Problem to work on: The lines below should be written out again in full, exactly as they are.

(Beginning of Data in this exercise)

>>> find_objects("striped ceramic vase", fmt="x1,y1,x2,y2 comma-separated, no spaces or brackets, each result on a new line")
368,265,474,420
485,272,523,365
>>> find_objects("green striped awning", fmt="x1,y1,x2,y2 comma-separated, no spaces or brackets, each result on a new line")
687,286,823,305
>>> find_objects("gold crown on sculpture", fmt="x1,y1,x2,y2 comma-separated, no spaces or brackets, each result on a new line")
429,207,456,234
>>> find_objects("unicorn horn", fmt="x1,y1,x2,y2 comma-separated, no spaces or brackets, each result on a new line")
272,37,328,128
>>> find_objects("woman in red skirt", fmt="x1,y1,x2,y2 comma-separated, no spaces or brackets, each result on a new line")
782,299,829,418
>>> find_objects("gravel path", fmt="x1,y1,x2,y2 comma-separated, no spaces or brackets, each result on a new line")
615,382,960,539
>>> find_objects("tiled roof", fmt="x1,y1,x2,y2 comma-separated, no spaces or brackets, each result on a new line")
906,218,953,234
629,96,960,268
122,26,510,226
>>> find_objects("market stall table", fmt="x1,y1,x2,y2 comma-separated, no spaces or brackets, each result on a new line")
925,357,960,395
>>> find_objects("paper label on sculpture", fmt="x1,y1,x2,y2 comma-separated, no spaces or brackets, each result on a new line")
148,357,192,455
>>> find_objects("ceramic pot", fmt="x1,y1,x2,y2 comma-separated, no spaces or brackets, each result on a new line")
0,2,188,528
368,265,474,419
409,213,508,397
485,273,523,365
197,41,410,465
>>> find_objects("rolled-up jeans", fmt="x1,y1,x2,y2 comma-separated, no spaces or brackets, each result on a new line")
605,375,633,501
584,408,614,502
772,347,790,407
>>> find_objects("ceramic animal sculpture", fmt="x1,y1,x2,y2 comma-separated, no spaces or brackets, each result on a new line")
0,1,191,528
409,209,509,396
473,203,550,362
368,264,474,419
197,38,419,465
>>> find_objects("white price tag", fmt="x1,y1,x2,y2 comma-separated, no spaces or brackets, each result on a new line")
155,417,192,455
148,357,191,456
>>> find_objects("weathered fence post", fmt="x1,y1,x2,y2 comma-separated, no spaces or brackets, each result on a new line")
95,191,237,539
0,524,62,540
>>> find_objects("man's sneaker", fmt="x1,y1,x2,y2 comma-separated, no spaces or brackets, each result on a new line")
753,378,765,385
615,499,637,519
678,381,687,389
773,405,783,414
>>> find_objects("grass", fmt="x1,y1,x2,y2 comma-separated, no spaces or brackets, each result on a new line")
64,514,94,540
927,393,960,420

(End of Data in this exercise)

Answer box:
>>> find_objects("striped ceramic vase", fmt="x1,y1,x2,y2 comma-separated, no spaces or brackets, each result on a new line")
368,265,474,420
485,272,523,365
>>> find_objects("green striped awning", fmt="x1,y1,x2,y2 comma-separated, no spaces or brackets, each result on a new line")
687,286,823,305
>>> find_objects("gold crown on sculpture", fmt="x1,y1,x2,y2 comma-separated, no spaces or brackets, each result on a new line")
429,207,456,234
>>> find_objects("unicorn horn", fmt="x1,y1,x2,y2 comma-separated, no spaces or brackets, each result on a new line")
272,37,328,128
>>> find_objects("woman in red skirt", fmt="x1,y1,x2,y2 comma-separated, no spaces or brackets, each result on a new line")
782,299,829,418
>>> find_objects("gravel path", fmt="x1,y1,x2,y2 comma-separated, no spaces or brackets, each result on a new line")
615,382,960,539
>>> find_objects("tiled roof", fmt="x1,y1,x2,y2 comma-separated, no spaces or brackets, each result on a new line")
906,218,953,234
629,96,960,268
122,26,510,226
>>> find_objects("market stall table", fmt="x1,y1,x2,y2 comma-separated, no spaces or brackets, each result on a new line")
925,357,960,395
>>> find_objects("paper label on sculpture", fmt="x1,y1,x2,y2 comma-separated, no spaces or brackets, each result on a new line")
148,357,192,455
>>> find_objects("ceramic pot", fmt="x1,y1,x2,y2 comma-separated, no spaces or brackets, each result on a new line")
0,2,188,528
368,265,474,419
409,213,508,397
485,273,523,365
197,41,410,465
>>> find_objects("rolled-up jeans", fmt="x1,y1,x2,y2 comma-separated, no spaces or brackets, each result on a new line")
605,375,633,501
584,408,614,502
772,347,790,407
>>> find_objects("ceramic animal sculpture", fmt="x1,y1,x2,y2 comma-separated, no spaces or brackets, each result on a new line")
0,1,191,528
409,209,509,396
473,203,550,362
368,264,474,419
197,38,419,465
>>> find_objects("white price tag", fmt="x1,y1,x2,y2 comma-separated, no spaces or brackets, each result on a new line")
155,417,192,455
148,357,191,456
>>> find_objects("weathered fence post", fmt="x1,y1,x2,y2 comma-separated, no spaces or brackets, each result on a new line")
95,191,237,539
0,524,62,540
>>> find_objects("man's sneaker", fmt="x1,y1,x2,y2 comma-separated, no spaces or brackets, each result on a new line")
753,378,765,385
615,499,637,519
678,381,687,389
773,405,783,414
>>> find_objects("grass", fmt="x1,y1,x2,y2 comma-separated, no spaces or brackets, each result on a new line")
64,514,94,540
927,393,960,420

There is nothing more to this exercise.